**Selected passage:**

^^^^^^^^

AA: I love how your work brings together these seemingly disparate references. I want to suggest yet another. It seems to me that you are cultivating a new skin, because the marbling process involves creating a thin layer, or film, at the water’s surface. But you are also transferring this skin to different bodies, those of your canvases and of the numerous figures you paint. This is why I get the impression of you grafting skin, and I wonder about the connotations of that for you.

HK: That is so poetic and well put, and perhaps this is why I am so fixated with the use of marbled paper in preventing forgery, which speaks to this idea to circumvent erasure – bodily, visceral erasure. When I am marbling things around me, I am infecting and contaminating them, much like tree grafting, when you make a small incision in the stem of one tree and insert the stem of another to create something new. This makes me think of vaccines and of arms and bodies being contaminated. Growing up, I was always told to behave. As a refugee in Sweden I was told to obey and assimilate, and as a young woman I was in an abusive relationship, so finding ways to contaminate and graft new skins has always been at the core of my life and work FIG.8.

AA: Speaking of skin, and your time in Sweden, you have mentioned in the past that you were the person with the darkest skin in your school. Did this make you acutely aware of your skin as a marker of difference? Even before you started marbling, I always associated your work with exquisitely rendered skin – that of the characters who inhabit your canvases. You also seem to gravitate towards raw materials, sort of like a candid expression of exposed skin. Is this consideration of skin deliberate, or is it an unconscious substratum in your practice?

HK: It is both a conscious and innate awareness, I think. The core of it all, as you have alluded to, is my concern with alterity: how it is perceived and how it is embodied. Our skins are markers that tend to place us somewhere on the scale of what it means to be human. The sense of hypervisibility I feel when I walk the streets of Sweden is palpable, yet I am completely invisible in my humanity. The idea that our epidermis is a boundary between the self and our insides is also something I find conflicting. I do not see my skin as a border. I see it as permeable, always moving and always changing. A while ago I discovered that human skin actually has multiple ecosystems of bacteria: armpits harbour a certain kind of bacteria, whereas feet and vaginas harbour different kinds. These are all symbionts living in and around our bodies. This debunks the concept of borders and speaks to connections and symbiotic relationships that, for me, can lead to understanding ‘otherness’.

^^^^^^^^

**Stored data:**
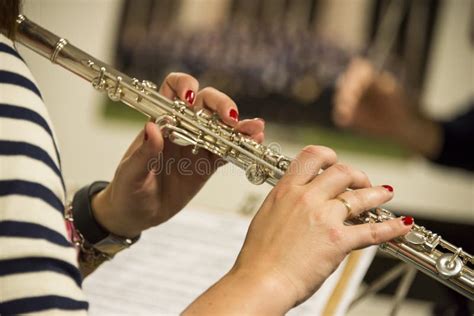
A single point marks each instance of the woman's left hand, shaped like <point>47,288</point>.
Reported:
<point>157,178</point>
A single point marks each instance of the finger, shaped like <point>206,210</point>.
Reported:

^^^^^^^^

**Work order 1:**
In the interview on skin and marbling above, condense the paragraph beginning "It is both a conscious and innate awareness" into a short bulleted list that keeps its main facts.
**Work order 2:**
According to the interview on skin and marbling, how is tree grafting done?

**Your response 1:**
- Awareness of skin is both conscious and innate.
- The core concern is alterity: how it is perceived and how it is embodied.
- Skin works as a marker that places people on a scale of what it means to be human.
- On the streets of Sweden there is a palpable hypervisibility, yet a complete invisibility as a human being.
- Skin is not a border between the self and the insides but something permeable, always moving and changing.
- Human skin holds multiple ecosystems of bacteria: armpits harbor one kind, and feet and vaginas harbor different kinds.
- These symbionts undercut the idea of borders and point to connections and symbiotic relationships that can lead to understanding "otherness."

**Your response 2:**
A small incision is made in the stem of one tree, and the stem of another is inserted to create something new.